*Labeled region records:*
=-=-=

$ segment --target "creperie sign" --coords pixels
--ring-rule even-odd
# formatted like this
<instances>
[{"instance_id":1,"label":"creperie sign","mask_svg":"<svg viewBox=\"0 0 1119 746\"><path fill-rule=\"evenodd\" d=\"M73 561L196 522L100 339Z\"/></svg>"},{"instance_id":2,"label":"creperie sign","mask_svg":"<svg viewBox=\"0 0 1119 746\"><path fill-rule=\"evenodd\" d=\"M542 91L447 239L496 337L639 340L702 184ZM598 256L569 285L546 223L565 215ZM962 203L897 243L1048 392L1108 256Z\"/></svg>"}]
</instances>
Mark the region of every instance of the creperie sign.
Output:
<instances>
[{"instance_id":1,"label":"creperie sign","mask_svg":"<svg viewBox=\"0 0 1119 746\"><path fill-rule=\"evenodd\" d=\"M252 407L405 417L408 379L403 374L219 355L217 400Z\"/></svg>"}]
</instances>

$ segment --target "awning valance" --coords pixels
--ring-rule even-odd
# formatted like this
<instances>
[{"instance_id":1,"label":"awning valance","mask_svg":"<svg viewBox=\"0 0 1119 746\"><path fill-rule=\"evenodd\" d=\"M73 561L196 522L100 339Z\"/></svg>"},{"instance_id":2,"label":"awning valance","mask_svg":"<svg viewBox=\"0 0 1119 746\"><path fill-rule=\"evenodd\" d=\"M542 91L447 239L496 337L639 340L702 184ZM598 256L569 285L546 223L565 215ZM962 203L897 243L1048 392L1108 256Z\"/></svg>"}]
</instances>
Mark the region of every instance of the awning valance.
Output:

=-=-=

*EXERCISE DIRECTIONS:* Format all the lines above as a Markdown table with the columns "Row" and "Line", numbering each row and leaving out blank lines.

*RESULT OF THIS TASK:*
| Row | Line |
|---|---|
| 1 | $ segment --target "creperie sign" --coords pixels |
| 2 | --ring-rule even-odd |
| 3 | # formatted like this |
| 4 | <instances> |
| 5 | [{"instance_id":1,"label":"creperie sign","mask_svg":"<svg viewBox=\"0 0 1119 746\"><path fill-rule=\"evenodd\" d=\"M73 561L196 522L100 339Z\"/></svg>"},{"instance_id":2,"label":"creperie sign","mask_svg":"<svg viewBox=\"0 0 1119 746\"><path fill-rule=\"evenodd\" d=\"M542 91L447 239L496 337L639 340L702 184ZM598 256L569 285L546 223L565 215ZM962 203L897 243L1048 392L1108 256Z\"/></svg>"}] |
| 6 | </instances> |
| 7 | Mark the region of every instance of the creperie sign. |
| 8 | Output: |
| 9 | <instances> |
| 10 | [{"instance_id":1,"label":"creperie sign","mask_svg":"<svg viewBox=\"0 0 1119 746\"><path fill-rule=\"evenodd\" d=\"M252 407L405 417L408 379L403 374L219 355L217 400Z\"/></svg>"}] |
| 11 | </instances> |
| 12 | $ segment --target "awning valance" --coords pixels |
| 13 | --ring-rule even-odd |
| 14 | # formatted like this |
| 15 | <instances> |
| 16 | [{"instance_id":1,"label":"awning valance","mask_svg":"<svg viewBox=\"0 0 1119 746\"><path fill-rule=\"evenodd\" d=\"M73 561L196 522L100 339Z\"/></svg>"},{"instance_id":2,"label":"awning valance","mask_svg":"<svg viewBox=\"0 0 1119 746\"><path fill-rule=\"evenodd\" d=\"M542 91L447 239L496 337L639 340L702 184ZM598 256L569 285L546 223L565 215ZM962 203L897 243L1048 392L1108 256Z\"/></svg>"}] |
| 17 | </instances> |
| 18 | Mark the region of every instance of the awning valance. |
| 19 | Output: |